**To do:**
• a. Translate the sentence "The corners are critical characteristics of an image." from the gesture spectrogram excerpt into Spanish.
• b. From the gesture spectrogram excerpt, write out the passage that begins at the words "Four gestures were" and ends after the words "of candidate gestures.".
• c. Continue the gesture spectrogram excerpt from the point where it stops.

**Selected text:**
+ + + + +
Figure 8c shows the contrast-adjusted image. Its histogram shows that the pixel values occupy the full range of gray level. The processed contrast-adjusted images of varied gestures, which are referred to as featured images hereinafter, will be investigated below.

5.3. Image Recognition of Featured Gesture Spectrogram

Four gestures were investigated to demonstrate gesture identification with our proposed featured image method. We used the detector offered in OpenCV (Open Source Computer Vision Library) to find the corners of the featured images (keypoint estimation) and then computed a descriptor for the detected keypoints. Subsequently, the feature match function provided by MATLAB was employed to determine the number of matched pairs. A threshold value could be determined to judge a test gesture for the best fitting of candidate gestures.

5.3.1. Monitor Features Using the GFTT Detector

The corners are critical characteristics of an image. The corners could be considered keypoints with the maximal values of the first-order derivative along all the directions. We first employed the Harris corner detection method [25]. For an image represented by the pixels in the x and y directions, an autocorrelation function E(u, v) that determines the intensity variation at the center point (x, y) with its neighborhood window Q is given by

$$E\left(u, v\right)={\sum }_{x,y}w\left(x,y\right){\left[I\left(x+u, y+v\right)-I\left(x,y\right)\right]}^2,$$

(5)
+ + + + +
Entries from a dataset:
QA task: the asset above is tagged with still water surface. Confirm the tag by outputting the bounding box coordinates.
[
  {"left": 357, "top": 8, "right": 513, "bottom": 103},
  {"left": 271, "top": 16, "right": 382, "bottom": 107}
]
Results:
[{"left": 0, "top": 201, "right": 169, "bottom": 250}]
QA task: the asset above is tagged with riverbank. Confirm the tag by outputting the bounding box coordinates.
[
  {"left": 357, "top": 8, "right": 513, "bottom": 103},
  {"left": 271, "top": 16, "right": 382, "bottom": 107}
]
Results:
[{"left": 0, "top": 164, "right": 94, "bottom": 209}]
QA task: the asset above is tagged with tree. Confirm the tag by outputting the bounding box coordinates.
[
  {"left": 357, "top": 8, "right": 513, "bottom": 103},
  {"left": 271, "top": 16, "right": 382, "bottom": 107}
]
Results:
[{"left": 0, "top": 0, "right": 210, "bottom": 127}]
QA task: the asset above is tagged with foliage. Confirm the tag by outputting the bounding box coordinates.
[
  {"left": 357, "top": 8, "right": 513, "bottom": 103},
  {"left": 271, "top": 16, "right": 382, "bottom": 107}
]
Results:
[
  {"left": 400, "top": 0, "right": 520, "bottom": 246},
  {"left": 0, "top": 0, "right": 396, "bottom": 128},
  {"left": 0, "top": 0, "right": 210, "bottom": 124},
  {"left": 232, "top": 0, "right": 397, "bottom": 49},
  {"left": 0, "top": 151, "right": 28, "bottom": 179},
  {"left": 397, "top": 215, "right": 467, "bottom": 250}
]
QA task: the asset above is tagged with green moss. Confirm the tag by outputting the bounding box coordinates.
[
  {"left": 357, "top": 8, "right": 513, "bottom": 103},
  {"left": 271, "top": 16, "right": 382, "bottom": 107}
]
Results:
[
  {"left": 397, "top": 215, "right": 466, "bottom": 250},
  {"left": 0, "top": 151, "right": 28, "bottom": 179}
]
+ + + + +
**In response:**
• a. Las esquinas son características críticas de una imagen.

• b.
Four gestures were investigated to demonstrate gesture identification with our proposed featured image method. We used the detector offered in OpenCV (Open Source Computer Vision Library) to find the corners of the featured images (keypoint estimation) and then computed a descriptor for the detected keypoints. Subsequently, the feature match function provided by MATLAB was employed to determine the number of matched pairs. A threshold value could be determined to judge a test gesture for the best fitting of candidate gestures.

• c.
where w(x, y) is a window function, (u, v) represents the shifts in the x and y directions, respectively, and I(x + u, y + v) is the intensity at the position (x + u, y + v). E(u, v) allows us to find the window Q with a large variation in both the x and y directions. However, this calculation is relatively time-consuming. Alternatively, Taylor’s expansion could be utilized to obtain the approximated result:

$$I\left(x+u, y+v\right)\approx I\left(x,y\right)+\frac{\partial I\left(x,y\right)}{\partial x}u+\frac{\partial I\left(x,y\right)}{\partial y}v.$$

Therefore, we could simplify E(u, v) as follows:

$$E\left(u, v\right)={\sum }_{x,y}w\left(x,y\right){\left(I_{x}u+I_{y}v\right)}^2.$$

(6)

Furthermore, we can rewrite the above equation as

$$E\left(u, v\right)=\left[u v\right](\sum w\left(x, y\right)\left[\begin{array}{cc}{I}_x^2& I_x{I}_y\\ I_x{I}_y& I_y^2\end{array}\right])\left[\begin{array}{c}u\\ v\end{array}\right].$$

(7)

The matrix characterizes the structure of the gray levels at a given point. Considering the eigenvalues of the matrix as λ₁ and λ₂, we could categorize E(u, v) into three groups as follows: (1) both λ₁ and λ₂ are small, indicating that the intensity of the neighborhood window of interest is nearly constant; (2) if one of the eigenvalues is greater than the other, indicating an edge existence; (3) if both λ₁ and λ₂ are large, indicating a corner occurrence.

The GFTT detector evaluates a corner by utilizing the cornerness scoring function, which is defined as

$$R=\min \left({\lambda }_1, {\lambda }_2\right).$$

(8)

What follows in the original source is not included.